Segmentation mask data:
· · · · ·

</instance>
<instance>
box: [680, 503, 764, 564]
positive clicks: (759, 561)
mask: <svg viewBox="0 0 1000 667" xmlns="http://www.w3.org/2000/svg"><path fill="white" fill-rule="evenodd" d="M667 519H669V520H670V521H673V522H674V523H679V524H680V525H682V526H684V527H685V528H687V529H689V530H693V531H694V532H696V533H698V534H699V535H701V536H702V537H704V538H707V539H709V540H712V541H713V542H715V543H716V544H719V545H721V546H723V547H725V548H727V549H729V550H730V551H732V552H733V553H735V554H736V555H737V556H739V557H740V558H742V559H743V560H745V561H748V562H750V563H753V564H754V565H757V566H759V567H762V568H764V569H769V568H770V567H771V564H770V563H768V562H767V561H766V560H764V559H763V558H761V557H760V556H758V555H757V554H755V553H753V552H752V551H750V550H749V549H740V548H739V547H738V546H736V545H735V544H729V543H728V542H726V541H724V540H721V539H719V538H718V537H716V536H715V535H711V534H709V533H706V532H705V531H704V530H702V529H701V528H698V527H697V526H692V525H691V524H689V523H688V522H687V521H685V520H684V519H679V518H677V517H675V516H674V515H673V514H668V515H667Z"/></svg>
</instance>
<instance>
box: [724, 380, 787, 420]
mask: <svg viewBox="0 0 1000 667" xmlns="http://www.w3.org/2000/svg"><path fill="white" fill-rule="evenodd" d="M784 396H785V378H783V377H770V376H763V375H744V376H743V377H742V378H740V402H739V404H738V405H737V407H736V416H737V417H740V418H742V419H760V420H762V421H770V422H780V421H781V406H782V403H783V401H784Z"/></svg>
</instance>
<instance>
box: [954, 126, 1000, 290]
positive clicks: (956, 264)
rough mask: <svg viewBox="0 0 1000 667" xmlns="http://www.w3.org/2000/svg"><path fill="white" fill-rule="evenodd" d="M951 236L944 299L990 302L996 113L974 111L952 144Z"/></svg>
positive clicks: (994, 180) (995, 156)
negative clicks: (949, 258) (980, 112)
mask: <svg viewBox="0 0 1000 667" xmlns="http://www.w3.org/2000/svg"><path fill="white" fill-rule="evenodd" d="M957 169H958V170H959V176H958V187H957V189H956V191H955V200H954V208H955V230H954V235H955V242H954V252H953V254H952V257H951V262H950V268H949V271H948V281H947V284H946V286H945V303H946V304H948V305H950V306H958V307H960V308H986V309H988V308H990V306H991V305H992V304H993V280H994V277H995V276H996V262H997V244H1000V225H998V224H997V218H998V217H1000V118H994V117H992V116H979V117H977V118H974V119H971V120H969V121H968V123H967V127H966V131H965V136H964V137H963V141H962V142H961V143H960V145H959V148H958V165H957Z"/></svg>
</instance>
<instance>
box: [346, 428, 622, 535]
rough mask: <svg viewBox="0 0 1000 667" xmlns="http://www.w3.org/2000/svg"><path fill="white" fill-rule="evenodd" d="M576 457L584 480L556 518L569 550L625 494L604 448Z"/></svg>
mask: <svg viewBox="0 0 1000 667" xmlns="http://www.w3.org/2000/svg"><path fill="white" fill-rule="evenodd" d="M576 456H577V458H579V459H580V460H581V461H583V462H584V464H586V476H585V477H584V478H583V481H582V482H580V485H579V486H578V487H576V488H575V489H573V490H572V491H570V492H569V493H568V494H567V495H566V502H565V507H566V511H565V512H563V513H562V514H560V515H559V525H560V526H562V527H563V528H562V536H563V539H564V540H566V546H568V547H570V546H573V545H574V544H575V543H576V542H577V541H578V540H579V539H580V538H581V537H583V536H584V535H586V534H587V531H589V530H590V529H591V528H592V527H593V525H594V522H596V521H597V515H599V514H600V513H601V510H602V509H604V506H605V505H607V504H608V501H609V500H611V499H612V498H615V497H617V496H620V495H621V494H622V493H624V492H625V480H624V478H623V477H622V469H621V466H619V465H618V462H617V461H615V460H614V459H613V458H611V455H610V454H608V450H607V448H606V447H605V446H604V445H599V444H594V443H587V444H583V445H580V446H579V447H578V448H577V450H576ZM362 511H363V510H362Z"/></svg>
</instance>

· · · · ·

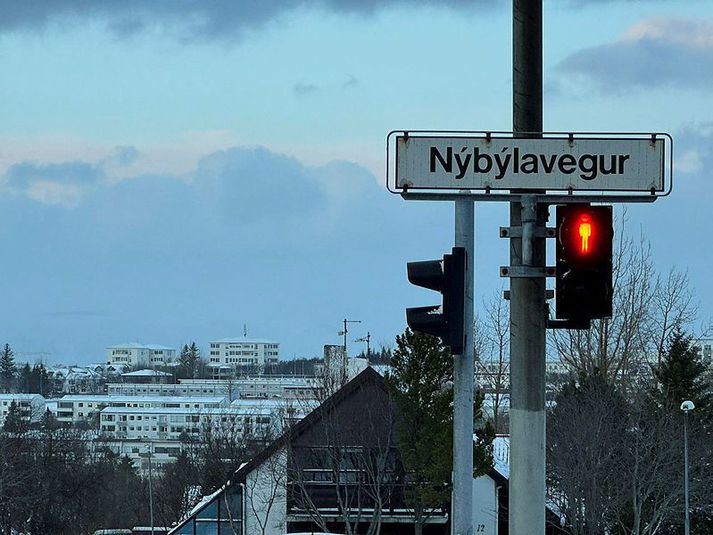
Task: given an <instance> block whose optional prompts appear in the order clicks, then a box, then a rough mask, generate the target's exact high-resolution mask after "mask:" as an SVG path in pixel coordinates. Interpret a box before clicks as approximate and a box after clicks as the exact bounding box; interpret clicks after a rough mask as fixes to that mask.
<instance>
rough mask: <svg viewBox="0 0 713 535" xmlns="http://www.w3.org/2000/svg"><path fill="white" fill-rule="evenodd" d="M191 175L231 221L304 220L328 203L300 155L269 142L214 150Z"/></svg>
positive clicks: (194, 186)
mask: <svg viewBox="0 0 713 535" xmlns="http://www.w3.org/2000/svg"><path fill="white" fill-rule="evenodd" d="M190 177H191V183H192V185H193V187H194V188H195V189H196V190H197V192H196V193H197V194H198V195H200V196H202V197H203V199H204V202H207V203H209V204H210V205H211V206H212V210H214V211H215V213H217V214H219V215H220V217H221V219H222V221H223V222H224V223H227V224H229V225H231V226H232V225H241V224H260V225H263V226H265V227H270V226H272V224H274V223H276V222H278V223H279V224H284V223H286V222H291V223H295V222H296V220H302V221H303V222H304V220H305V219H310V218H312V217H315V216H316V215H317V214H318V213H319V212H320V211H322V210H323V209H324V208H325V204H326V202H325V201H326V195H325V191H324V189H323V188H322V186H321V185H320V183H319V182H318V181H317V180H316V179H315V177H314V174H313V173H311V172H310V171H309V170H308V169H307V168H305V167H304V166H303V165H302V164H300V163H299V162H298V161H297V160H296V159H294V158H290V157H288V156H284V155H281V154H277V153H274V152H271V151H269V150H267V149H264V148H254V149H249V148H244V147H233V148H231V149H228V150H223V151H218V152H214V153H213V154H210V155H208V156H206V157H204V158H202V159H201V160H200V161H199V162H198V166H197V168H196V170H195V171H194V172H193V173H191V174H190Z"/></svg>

· · · · ·

__AIM OF THE EXERCISE__:
Pick out every line in the listing above that contains the string "clicks" and copy each one.

__SOLUTION TO THIS PROBLEM__:
positive clicks: (759, 561)
positive clicks: (956, 264)
positive clicks: (994, 180) (995, 156)
negative clicks: (949, 258) (980, 112)
Task: given an <instance> block whose optional prompts appear in the order clicks, then a box, then a rough mask, generate the target's exact high-resolution mask after "mask:" as an SVG path in pixel coordinates. Interpret a box before clicks as approximate and a box after clicks as the exact bounding box; interpret clicks after a rough mask as fixes to that mask.
positive clicks: (194, 186)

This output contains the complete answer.